(Exercise goal) Reproduce, word for word, the text passage on Drosophila hybrid sterility.

(Text passage)

%%

= Drosophila hybrid sterility =

The concept of a biological species as a group of organisms capable of interbreeding to produce viable offspring dates back to at least the 18th century, although it is often associated today with Ernst Mayr. Species of the fruit-fly Drosophila are one of the most commonly used organisms in evolutionary research, and have been used to test many theories related to the evolution of species. The genus Drosophila comprises numerous species that have varying degrees of premating and postmating isolation (including hybrid sterility) between them. These species are useful for testing hypotheses of the reproductive mechanisms underlying speciation.

%%

(Entries shown)
%%

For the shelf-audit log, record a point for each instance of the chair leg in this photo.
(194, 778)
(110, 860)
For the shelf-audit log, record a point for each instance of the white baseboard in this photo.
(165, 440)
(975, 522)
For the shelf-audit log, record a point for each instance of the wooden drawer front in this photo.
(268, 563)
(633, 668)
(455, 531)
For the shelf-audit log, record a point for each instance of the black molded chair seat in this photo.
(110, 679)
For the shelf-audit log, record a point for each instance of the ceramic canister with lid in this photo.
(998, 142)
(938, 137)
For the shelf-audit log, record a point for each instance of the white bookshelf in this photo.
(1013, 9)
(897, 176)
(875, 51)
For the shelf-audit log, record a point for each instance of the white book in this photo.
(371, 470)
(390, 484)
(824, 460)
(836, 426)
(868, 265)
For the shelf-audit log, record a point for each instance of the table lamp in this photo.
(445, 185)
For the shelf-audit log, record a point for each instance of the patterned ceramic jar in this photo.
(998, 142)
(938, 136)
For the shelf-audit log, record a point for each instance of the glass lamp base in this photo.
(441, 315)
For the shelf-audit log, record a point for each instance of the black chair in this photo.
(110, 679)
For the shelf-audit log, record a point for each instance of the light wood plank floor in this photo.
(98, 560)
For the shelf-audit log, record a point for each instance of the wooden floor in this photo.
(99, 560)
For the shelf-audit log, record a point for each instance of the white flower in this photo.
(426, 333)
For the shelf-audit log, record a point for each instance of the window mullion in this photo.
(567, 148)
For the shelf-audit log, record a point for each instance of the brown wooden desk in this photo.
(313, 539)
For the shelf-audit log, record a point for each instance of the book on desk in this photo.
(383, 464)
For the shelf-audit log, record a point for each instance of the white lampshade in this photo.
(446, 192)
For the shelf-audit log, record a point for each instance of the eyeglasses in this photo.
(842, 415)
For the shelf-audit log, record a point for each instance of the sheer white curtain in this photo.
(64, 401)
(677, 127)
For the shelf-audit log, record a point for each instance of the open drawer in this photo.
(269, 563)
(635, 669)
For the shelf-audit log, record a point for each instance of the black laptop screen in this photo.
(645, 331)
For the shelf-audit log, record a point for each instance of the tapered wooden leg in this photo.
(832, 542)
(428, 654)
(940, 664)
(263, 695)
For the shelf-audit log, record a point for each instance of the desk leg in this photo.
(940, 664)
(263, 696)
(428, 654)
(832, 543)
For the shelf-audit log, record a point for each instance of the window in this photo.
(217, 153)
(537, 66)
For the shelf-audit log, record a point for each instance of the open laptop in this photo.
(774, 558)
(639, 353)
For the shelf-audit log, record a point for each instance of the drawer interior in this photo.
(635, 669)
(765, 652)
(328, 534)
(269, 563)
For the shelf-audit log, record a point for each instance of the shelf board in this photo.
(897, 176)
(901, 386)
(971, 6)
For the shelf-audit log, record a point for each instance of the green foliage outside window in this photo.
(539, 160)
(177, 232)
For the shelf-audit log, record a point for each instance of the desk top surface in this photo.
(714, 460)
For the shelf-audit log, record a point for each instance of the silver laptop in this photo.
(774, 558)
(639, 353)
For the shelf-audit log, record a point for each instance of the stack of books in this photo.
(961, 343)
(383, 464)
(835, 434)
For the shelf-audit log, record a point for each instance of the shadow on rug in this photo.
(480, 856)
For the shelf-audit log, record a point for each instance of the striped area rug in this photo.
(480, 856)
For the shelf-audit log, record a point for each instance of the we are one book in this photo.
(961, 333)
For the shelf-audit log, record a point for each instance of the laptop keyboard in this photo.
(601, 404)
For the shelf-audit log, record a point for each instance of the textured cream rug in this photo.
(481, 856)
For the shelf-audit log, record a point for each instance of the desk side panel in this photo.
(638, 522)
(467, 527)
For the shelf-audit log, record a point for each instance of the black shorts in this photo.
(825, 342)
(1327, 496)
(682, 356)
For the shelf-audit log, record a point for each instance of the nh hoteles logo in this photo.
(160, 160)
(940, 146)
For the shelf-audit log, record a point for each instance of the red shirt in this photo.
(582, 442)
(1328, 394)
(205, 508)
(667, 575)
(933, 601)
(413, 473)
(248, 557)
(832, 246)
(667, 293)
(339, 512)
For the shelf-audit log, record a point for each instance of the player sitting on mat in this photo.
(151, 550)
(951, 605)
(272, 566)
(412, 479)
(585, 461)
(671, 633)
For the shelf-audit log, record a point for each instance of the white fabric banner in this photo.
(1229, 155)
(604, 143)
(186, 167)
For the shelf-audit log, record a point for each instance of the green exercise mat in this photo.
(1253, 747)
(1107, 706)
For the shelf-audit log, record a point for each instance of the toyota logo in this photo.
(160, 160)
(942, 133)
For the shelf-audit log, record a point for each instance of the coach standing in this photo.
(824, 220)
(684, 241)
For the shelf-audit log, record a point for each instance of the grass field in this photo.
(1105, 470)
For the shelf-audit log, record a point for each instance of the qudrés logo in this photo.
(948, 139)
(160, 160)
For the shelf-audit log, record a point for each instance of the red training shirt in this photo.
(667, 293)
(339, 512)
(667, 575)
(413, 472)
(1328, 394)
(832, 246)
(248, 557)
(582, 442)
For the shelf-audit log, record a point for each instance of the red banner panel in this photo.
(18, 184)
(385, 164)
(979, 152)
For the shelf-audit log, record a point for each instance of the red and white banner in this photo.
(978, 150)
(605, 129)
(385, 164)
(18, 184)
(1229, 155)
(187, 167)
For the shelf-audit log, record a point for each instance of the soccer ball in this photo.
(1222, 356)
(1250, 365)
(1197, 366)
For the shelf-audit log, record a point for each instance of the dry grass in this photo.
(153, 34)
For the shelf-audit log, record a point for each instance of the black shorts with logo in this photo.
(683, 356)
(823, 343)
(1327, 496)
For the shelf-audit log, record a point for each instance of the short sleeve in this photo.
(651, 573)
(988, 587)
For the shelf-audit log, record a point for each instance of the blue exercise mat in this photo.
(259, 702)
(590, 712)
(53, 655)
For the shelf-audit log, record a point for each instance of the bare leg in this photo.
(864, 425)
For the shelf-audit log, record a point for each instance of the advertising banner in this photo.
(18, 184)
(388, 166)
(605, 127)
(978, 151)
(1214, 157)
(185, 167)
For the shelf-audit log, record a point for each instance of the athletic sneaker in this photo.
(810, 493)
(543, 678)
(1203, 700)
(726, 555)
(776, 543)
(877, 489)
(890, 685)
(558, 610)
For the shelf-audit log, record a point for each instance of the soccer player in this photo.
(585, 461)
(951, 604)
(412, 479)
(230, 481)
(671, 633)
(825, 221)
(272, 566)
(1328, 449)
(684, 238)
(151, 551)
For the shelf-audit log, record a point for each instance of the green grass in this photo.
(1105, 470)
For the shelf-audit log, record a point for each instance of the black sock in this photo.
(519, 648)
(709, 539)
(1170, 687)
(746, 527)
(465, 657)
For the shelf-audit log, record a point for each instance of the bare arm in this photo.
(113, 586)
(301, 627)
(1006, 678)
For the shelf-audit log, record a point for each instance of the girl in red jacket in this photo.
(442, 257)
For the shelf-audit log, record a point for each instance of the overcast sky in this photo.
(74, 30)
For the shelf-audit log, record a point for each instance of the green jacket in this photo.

%%

(Problem solution)
= Drosophila hybrid sterility =

The concept of a biological species as a group of organisms capable of interbreeding to produce viable offspring dates back to at least the 18th century, although it is often associated today with Ernst Mayr. Species of the fruit-fly Drosophila are one of the most commonly used organisms in evolutionary research, and have been used to test many theories related to the evolution of species. The genus Drosophila comprises numerous species that have varying degrees of premating and postmating isolation (including hybrid sterility) between them. These species are useful for testing hypotheses of the reproductive mechanisms underlying speciation.